Task brief >>
Beginning with the first entry, print all the records exactly.

== Data for this exercise ==

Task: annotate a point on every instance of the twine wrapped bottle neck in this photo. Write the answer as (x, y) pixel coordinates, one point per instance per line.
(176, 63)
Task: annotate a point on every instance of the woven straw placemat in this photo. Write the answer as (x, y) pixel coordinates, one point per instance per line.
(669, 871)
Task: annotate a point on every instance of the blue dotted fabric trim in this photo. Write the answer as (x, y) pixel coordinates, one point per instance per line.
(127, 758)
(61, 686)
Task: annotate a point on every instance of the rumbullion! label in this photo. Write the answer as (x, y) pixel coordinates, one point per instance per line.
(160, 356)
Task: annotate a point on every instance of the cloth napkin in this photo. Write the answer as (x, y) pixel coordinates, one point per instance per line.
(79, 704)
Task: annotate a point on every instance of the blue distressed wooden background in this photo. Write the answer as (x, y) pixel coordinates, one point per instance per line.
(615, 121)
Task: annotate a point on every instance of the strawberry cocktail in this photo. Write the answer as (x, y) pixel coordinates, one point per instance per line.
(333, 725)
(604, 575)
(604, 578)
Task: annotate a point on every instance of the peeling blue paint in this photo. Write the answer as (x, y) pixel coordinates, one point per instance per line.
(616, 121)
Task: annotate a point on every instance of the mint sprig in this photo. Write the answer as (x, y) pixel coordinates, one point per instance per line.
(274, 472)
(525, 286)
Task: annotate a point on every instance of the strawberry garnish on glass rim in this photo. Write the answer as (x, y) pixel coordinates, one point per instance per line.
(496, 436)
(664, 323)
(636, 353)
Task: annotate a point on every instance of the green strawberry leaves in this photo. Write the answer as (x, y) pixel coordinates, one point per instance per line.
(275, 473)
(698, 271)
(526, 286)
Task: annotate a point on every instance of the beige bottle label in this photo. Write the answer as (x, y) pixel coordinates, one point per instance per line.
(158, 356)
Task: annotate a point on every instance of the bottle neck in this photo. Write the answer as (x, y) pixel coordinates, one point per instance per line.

===

Result >>
Task: annotate a point on every instance of the twine wrapped bottle neck in this photo. Write the answer as (x, y) pixel coordinates, one point per instance per line.
(176, 63)
Task: annotate a point on every instance of the woven straw placemat in this photo. Write the answer as (x, y) pixel coordinates, one point per instance per line.
(669, 871)
Task: annotate a point on every instance of the blue dotted fabric trim in this photo. Write the answer as (x, y) pixel coordinates, one point per instance per line.
(127, 758)
(61, 686)
Task: annotate a point on every instance of the rumbullion! label in this photo. Write the answer as (x, y) pixel coordinates, one point per instance per line.
(160, 356)
Task: annotate a point on every instance of the cloth napkin in this photo. Write the answer as (x, y) pixel coordinates, one point per instance per line.
(79, 704)
Task: annotate a point on every instance of the blue distressed wooden background in this photo. Write the answer as (x, y) pixel coordinates, one point per instance per line.
(615, 121)
Task: annotate a point on every instance of the strawberry cocktail in this photo. Write the answer as (x, y) pixel coordinates, one point per instance per line.
(333, 725)
(604, 575)
(604, 578)
Task: annotate a point on every instance of the peeling blue paint in this photo. Write the answer as (x, y) pixel coordinates, one point per instance per line.
(616, 121)
Task: annotate a point on every instance of the mint sprig in this photo. Write the answer as (x, y) pixel coordinates, one point per instance per line.
(274, 472)
(525, 286)
Task: annotate a point on every instance of the strawberry garnish on glass rim in this photo. Write the answer as (x, y) pixel coordinates, one point per instance per line.
(496, 436)
(664, 323)
(636, 353)
Task: annotate a point on every instance of the green strawberry leaves in this photo. Write the answer as (x, y) pixel coordinates, one point per instance per line.
(275, 473)
(698, 271)
(526, 286)
Task: annotate a point on every instance of the beige bottle label in this photo. Write the answer as (x, y) pixel coordinates, one point per instance per line.
(158, 356)
Task: annotate a point on every instance of the bottle neck in this photo. Write the answer as (x, y) pixel coordinates, one point per instance per line.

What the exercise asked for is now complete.